══ Extracto proporcionado
Bob Pop estará este jueves en Mieres con Hablar no sirve. De nada, una pieza que convierte la vulnerabilidad en discurso político y la dependencia en un espejo de lo colectivo. El autor interpela al público sobre la empatía, la interdependencia y la necesidad de recuperar la confianza en los otros como forma de rebelión frente al individualismo contemporáneo

Dice Wikipedia, esa suerte de Larousse poco fiable que ‘nunca nadie usa’, que es crítico de televisión, experto en moda, columnista, escritor, pensador, mago, bloguero, actor, guionista y colaborador de televisión. Lo de mago confieso que me ha dejado un poco descolocada. En cuanto a lo demás, me lo creo todo. Porque Bob Pop (Madrid, 1971) es todas las cosas que quiere ser y además, -y esto da un poco de rabia- las es bien. Además de lo profesional, Roberto Enríquez es alguien sin complejos, sin pelos en la lengua, con mucha verdad y con una vida que se le nota en cada frase. Es, también, gay y una persona con discapacidad. Ninguno de los rasgos hasta ahora citados le definen, aunque todos han curtido una personalidad que le ha llevado a ser uno de los hombres más respetados dentro de lo que llaman ‘cultura pop’ en España.
Da igual si hablamos de teatro, televisión o narrativa. Ya les decía que esta suerte de hombre orquesta del siglo XX se mete en todas y sale indemne y fortalecido de cada una de ellas. Dice que la silla -de la que depende debido al avance de la Esclerosis Múltiple que padece- le quita tiempo «de parque» y se lo de «para pensar». Una silla que marca, en una sociedad pocas veces accesible, que le señala y le recuerda que el paso del tiempo está ahí. «Como para cada uno de nosotros», le comento. Aunque nos esforcemos por olvidarlo cada día. Este jueves estará en Mieres, en el Festival Fiasco, presentando su monólogo Hablar no sirve. De nada, una pieza sobre la dependencia, la vulnerabilidad y la incomodidad que se genera tanto en el escenario como en la vida.
════
══ Fragmento de datos
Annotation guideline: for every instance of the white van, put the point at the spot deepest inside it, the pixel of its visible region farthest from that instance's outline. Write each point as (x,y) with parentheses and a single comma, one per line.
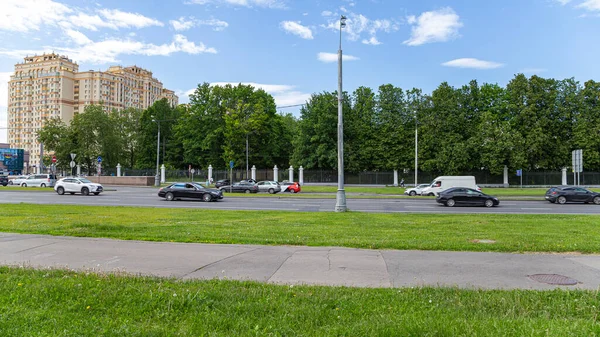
════
Preguntas por responder:
• 1. Transcribe del artículo sobre Bob Pop todo el pasaje que va desde "Da igual si" hasta "en la vida.", ambos incluidos.
• 2. Prosigue el artículo sobre Bob Pop y su monólogo a partir de la última oración.

Respuestas dadas:
• 1.
Da igual si hablamos de teatro, televisión o narrativa. Ya les decía que esta suerte de hombre orquesta del siglo XX se mete en todas y sale indemne y fortalecido de cada una de ellas. Dice que la silla -de la que depende debido al avance de la Esclerosis Múltiple que padece- le quita tiempo «de parque» y se lo de «para pensar». Una silla que marca, en una sociedad pocas veces accesible, que le señala y le recuerda que el paso del tiempo está ahí. «Como para cada uno de nosotros», le comento. Aunque nos esforcemos por olvidarlo cada día. Este jueves estará en Mieres, en el Festival Fiasco, presentando su monólogo Hablar no sirve. De nada, una pieza sobre la dependencia, la vulnerabilidad y la incomodidad que se genera tanto en el escenario como en la vida.

• 2.
Vienes a presentar Hablar no sirve de nada dentro de Fiasco. El título suena a declaración de intenciones. ¿Es un gesto de provocación?
Sí, en realidad es una provocación. Es una pieza de texto, un monólogo imposible que acaba siendo un diálogo entre mi asistente personal y yo. Lo que empieza siendo una provocación acaba siendo también una forma de explicar que, a veces, es imposible encontrar la palabra precisa. Pero si hablar no sirve de nada, no hacerlo tampoco. Y limitarse solo a hablar, sin actuar, tampoco sirve de nada. Es una llamada a la acción, al baile y al cambio.
En tus intervenciones públicas hablas con mucha naturalidad de tu enfermedad. Te has expuesto mucho, pero no desde la vulnerabilidad sino desde la rutina, desde la continuidad. Creo que eso conecta con la gente.
Sí, porque la enfermedad me expone a cosas que de otro modo no habría vivido. Soy una persona dependiente, y eso me obliga a repensar la interdependencia entre todas las personas. No me obliga, pero me coloca en un lugar desde el que puedo entender las dificultades de mucha gente: más allá de las físicas, también las psíquicas, económicas o sociales. Hablo desde cierto privilegio —que puede sonar raro, pero lo es— y eso me empuja a pensar cómo sobreviven los demás. A entender que, a veces, lo peor es que no nos ayudamos. Por eso intento hablar claro y explicar que, desde un cuerpo limitado, también se entienden muchas cosas.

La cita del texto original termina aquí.